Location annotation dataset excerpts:
====
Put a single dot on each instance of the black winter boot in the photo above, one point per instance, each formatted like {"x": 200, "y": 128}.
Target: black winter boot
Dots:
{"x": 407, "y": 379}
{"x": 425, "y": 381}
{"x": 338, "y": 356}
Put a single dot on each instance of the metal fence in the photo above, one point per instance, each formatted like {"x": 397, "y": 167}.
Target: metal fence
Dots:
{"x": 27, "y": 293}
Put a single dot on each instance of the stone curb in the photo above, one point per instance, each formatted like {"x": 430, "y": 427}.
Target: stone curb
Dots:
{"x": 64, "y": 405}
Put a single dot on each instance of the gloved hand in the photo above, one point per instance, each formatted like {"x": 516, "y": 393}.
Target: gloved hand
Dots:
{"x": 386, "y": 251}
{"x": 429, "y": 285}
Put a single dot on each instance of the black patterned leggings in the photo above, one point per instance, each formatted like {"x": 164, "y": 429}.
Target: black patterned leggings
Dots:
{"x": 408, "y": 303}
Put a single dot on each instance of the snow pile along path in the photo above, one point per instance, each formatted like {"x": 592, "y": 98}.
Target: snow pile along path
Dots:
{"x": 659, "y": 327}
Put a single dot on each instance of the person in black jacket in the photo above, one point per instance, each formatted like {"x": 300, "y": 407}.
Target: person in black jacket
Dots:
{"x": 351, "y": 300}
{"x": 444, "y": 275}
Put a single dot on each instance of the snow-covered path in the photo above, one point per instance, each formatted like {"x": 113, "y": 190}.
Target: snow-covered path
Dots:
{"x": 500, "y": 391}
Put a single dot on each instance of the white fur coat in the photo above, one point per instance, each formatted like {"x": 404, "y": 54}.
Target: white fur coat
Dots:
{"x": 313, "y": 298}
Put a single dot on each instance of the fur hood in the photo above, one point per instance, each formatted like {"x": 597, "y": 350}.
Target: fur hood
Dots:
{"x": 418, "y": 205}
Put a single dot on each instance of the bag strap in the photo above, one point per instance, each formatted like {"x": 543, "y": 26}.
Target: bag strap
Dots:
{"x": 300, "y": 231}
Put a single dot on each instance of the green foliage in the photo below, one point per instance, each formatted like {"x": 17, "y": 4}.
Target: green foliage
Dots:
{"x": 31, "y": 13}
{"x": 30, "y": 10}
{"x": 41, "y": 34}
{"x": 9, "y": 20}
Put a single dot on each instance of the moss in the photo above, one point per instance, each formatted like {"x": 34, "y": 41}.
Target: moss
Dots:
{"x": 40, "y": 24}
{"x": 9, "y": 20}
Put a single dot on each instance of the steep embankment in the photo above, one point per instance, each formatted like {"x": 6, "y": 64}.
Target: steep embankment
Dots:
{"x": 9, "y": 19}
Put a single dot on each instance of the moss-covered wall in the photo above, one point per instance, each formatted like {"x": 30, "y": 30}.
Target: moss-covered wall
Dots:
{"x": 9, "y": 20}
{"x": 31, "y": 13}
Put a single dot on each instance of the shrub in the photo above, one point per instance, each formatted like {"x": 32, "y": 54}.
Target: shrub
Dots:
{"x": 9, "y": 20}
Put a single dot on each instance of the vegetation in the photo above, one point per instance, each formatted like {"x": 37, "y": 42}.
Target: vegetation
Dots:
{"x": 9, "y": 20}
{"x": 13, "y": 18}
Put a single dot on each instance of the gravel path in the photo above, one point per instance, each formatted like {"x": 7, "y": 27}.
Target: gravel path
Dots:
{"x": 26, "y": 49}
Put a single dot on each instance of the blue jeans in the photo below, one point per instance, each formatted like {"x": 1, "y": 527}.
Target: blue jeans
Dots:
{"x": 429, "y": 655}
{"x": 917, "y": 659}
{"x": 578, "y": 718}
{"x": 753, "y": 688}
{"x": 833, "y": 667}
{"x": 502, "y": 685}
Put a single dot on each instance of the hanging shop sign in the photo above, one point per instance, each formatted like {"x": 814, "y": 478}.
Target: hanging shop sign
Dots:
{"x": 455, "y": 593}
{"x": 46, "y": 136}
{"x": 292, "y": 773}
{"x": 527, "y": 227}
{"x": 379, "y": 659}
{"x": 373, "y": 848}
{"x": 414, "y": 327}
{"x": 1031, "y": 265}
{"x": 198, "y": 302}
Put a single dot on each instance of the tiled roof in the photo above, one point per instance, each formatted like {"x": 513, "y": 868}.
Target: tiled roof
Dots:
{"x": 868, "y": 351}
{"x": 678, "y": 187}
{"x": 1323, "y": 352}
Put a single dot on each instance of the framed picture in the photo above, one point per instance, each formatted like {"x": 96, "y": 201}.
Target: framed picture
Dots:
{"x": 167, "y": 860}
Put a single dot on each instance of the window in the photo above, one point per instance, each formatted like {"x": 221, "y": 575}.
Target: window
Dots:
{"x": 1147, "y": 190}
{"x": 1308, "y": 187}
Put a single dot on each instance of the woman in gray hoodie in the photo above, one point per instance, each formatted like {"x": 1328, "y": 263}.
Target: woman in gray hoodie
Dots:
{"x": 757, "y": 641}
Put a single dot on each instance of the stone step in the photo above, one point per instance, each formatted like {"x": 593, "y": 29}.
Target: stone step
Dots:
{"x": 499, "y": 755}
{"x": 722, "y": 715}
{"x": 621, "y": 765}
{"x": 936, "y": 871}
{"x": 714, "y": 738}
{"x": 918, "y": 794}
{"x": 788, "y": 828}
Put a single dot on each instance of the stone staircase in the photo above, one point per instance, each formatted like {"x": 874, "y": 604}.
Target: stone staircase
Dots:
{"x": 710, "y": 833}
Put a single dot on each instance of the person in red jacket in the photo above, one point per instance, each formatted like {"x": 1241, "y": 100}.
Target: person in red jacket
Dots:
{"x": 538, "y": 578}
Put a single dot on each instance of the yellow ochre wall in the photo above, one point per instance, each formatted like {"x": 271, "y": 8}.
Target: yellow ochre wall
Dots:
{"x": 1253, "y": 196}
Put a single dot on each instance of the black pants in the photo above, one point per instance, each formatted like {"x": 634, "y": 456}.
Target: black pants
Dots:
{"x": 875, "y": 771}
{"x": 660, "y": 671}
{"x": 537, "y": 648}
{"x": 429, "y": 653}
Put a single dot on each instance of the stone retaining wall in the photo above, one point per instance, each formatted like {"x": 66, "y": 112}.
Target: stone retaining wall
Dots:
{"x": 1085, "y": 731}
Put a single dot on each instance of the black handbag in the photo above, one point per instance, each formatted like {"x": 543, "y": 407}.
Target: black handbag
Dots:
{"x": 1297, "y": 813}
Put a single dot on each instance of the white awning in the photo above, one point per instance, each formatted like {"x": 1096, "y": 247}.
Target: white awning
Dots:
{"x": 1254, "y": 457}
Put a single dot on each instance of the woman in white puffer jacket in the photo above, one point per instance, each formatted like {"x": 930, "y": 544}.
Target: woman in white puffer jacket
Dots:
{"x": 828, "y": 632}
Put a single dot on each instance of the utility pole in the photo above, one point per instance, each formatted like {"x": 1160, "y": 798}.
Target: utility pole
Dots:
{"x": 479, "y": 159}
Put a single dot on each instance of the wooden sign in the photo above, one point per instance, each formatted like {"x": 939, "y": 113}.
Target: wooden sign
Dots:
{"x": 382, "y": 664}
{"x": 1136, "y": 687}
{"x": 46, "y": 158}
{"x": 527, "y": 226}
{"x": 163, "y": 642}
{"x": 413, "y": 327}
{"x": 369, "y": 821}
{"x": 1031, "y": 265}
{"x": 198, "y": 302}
====
### Your goal
Give back exactly the lines beginning at the one with "Put a single dot on each instance of the utility" and ending at the final line of the material; both boundary lines belong in it.

### Response for this exercise
Put a single dot on each instance of the utility pole in the photo above, one point per instance, each formatted like {"x": 1160, "y": 798}.
Target: utility pole
Dots:
{"x": 479, "y": 159}
Put a single dot on each instance of the wooden sign in the photo above, one point per instance, each formatted like {"x": 939, "y": 113}.
Target: wooden sign
Dots:
{"x": 382, "y": 664}
{"x": 1136, "y": 687}
{"x": 46, "y": 158}
{"x": 527, "y": 226}
{"x": 163, "y": 642}
{"x": 413, "y": 327}
{"x": 369, "y": 821}
{"x": 1031, "y": 265}
{"x": 198, "y": 302}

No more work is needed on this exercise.